PASSAGE GIVEN:
********************

The heck with a clicker, first release I shot was a BT Gold. Learn how to draw with your pointer finger. I shoot my hinge so hot most cant even draw them back. I have even slowed it way down and Bowgod launched his little sis's arrow through the trees. But its gonna take some time to get used to, just set it slow untill its fighting you and then speed it up until your comfortable with it. I am now shooting a Scot Longhorn 3 finger, the micro feels great but its a HUGE differance in scores between the 2 for me. Jump in full steam ahead!


----------



## psargeant (Aug 1, 2004)

Bobmuley said:


> What the heck is the right way to shoot a clicker? The guy that won flights at Vegas last year just uses it as a speed bump during rotation. Slows him down a little, but not much. His best attribute has always been that he can aim well, and not even that can distract him.
> 
> Clickers to me interupt the whole process and give me the heebie jeebies so I do better without them.





JPE said:


> I know how it works, but thanks for the tip.
> 
> For me, just knowing that there is very little travel left when the release clicks it just induces some bad TP tendencies that I don't care to deal with anymore. Doesn't matter if it clicks before, during, or after anchor. I simply shoot much better without it. Glad to hear the click works for you.


What they both said. But then my psyche is a bit fragile to begin with...



VA Vince said:


> The heck with a clicker, first release I shot was a BT Gold. Learn how to draw with your pointer finger. I shoot my hinge so hot most cant even draw them back. I have even slowed it way down and Bowgod launched his little sis's arrow through the trees. But its gonna take some time to get used to, just set it slow untill its fighting you and then speed it up until your comfortable with it. I am now shooting a Scot Longhorn 3 finger, the micro feels great but its a HUGE differance in scores between the 2 for me. Jump in full steam ahead!


First one I shot was a 70's vintage 2 finger Stan...I learned to draw it with only my pointer, and still basically shoot mine the same way...Most won't even attempt one of my hinges they're so hot...


----------



## Rick9 (Jun 25, 2008)

Thanks folks
I'm set up slow for now and am experimenting with the click.
Once I can consistently come to anchor and click, I'll have a better idea of how it might work for me. Right now I'm still in the "don't punch myself in the mouth mode", so I'm slow to get to the click. Actually I punched myself twice, but only drew blood once! It's set slower now. :wink:

Anyway, a question on pulling through the shot with a hinge.
I've got the pull with my back part from the Evo + and the Element, but am curious about the finger mechanics.
Are you pulling with your back, and squeezing middle and third finger?
Or, relaxing pointer finger while pulling?
Or both?

Or am I on the wrong track here?


----------



## golfingguy27 (Oct 15, 2008)

as I mentioned in my last post, I am new to shooting a hinge as well, but my understanding is that the "right" way is to do nothing consciously with your fingers. If you initiate the shot by squeezing with your middle and third fingers, you will in effect turn the hinge into a trigger release and it will become a concious shot instead of a surprise, which of course is the purpose of the hinge. The best way I can describe how I am shooting it right now (and I'm sure somebody will correct me if I am doing it wrong) is to more or less just pull through the shot and let the tension cock the release in my hand until the shot breaks. I think it is hard to describe, but you will feel it when you do it right.

********************

DATA EXCERPTS:
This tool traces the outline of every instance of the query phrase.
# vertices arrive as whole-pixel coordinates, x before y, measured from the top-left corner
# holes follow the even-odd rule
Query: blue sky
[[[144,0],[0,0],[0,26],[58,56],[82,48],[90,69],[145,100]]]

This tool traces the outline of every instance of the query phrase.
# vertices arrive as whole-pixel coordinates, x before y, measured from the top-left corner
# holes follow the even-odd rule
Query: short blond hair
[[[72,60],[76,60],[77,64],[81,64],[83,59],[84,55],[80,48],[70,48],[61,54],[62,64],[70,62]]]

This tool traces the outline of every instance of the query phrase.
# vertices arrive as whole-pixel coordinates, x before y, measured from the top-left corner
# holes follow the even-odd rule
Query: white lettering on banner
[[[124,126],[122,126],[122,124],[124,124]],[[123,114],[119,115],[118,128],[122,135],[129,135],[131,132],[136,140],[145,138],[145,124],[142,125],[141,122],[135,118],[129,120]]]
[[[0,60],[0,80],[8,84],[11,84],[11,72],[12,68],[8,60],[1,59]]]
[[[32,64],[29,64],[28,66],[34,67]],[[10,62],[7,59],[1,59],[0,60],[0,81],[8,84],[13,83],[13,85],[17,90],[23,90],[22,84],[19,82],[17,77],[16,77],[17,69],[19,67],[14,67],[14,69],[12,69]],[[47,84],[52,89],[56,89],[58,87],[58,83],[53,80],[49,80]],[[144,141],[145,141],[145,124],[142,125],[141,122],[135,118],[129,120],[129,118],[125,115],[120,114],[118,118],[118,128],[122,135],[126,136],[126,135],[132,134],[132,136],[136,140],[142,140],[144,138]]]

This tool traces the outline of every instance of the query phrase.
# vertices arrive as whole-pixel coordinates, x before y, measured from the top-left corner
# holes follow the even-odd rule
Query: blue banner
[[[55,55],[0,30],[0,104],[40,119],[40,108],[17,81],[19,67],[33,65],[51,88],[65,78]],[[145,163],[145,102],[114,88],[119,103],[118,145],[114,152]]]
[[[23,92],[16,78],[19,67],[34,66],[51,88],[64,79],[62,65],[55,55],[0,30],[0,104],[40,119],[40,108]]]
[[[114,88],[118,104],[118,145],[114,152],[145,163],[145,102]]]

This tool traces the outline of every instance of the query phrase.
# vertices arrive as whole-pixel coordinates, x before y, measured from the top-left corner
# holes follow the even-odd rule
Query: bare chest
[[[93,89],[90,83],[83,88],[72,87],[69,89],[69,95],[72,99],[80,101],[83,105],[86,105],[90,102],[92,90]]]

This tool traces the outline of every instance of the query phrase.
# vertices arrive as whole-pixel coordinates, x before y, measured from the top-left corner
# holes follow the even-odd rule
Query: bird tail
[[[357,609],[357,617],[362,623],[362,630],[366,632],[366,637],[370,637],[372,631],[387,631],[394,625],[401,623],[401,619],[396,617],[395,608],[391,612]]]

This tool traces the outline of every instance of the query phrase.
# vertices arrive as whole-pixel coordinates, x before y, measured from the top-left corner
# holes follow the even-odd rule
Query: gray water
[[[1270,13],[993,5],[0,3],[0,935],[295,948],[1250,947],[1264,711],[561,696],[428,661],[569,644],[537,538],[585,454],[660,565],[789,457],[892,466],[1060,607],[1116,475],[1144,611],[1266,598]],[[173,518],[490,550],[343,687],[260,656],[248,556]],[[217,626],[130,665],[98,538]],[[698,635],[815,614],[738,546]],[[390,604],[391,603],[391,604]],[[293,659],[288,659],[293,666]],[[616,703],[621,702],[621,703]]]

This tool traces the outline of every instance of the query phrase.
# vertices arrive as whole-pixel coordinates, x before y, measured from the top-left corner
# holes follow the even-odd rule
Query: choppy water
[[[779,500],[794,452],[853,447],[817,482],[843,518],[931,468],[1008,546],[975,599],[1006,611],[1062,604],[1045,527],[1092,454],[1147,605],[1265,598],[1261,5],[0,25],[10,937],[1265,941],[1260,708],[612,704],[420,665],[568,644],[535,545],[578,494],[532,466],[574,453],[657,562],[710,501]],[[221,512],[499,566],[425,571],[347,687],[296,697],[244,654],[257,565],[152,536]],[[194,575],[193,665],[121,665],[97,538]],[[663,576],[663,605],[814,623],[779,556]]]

********************

TASKS TO COMPLETE:
1: In the hinge release thread, which release does VA Vince say he is now shooting?
2: Write the next few sentences of the hinge release thread, picking up right after its last sentence.

EXPECTED RESULTS:
1: A Scot Longhorn 3 finger.

2:
----------



## VA Vince (Aug 30, 2005)

Rick9 said:


> Thanks folks
> I'm set up slow for now and am experimenting with the click.
> Once I can consistently come to anchor and click, I'll have a better idea of how it might work for me. Right now I'm still in the "don't punch myself in the mouth mode", so I'm slow to get to the click. Actually I punched myself twice, but only drew blood once! It's set slower now. :wink:
> 
> ...


I may be differant from others but here is my shot. Draw and come to anchor, while coming to anchor i try to relax my hand. At anchor I start to tighten my back muscles and relax my hand almost to much. Well now it is to much as most of my shot the release falls to the ground after the shot. I think relaxing your release hand is KEY to shooting a hinge properly, but that is just my opinion. Get rid of the clicker too! I have seen some archers get some sort of target panic shooting a hinge because of the clicker, again its just my opinion. Good luck with either way you choose and keep at it. It took me a couple of years to really figure it out.


----------



## mdbowhunter (Oct 22, 2002)

Personally...I don't like 'the clicker' on my hinge releases. Like Bob said...gives me the heebie jeebies. 

I started shooting a Stan 20 years ago...long before anybody thought up the idea of including a clicker. IMHO it destroys the whole purpose of a hinge...the surprise release.


----------



## Brown Hornet (Aug 8, 2002)

mdbowhunter said:


> Personally...I don't like 'the clicker' on my hinge releases. Like Bob said...gives me the heebie jeebies.
> 
> I started shooting a Stan 20 years ago...long before anybody thought up the idea of including a clicker. IMHO it destroys the whole purpose of a hinge...the surprise release.


Nope....not at all. You should hit the click before you even start the aiming process.

The surprise is the exact same. Go back and look at the pics that Sticky took of me shooting at MOB earlier in the year......I was shooting a Stan then with a click in it. You don't get release hand action like that without a surprise :wink:


----------



## Rick9 (Jun 25, 2008)

golfingguy27 said:


> is to more or less just pull through the shot and let the tension cock the release in my hand until the shot breaks. I think it is hard to describe, but you will feel it when you do it right.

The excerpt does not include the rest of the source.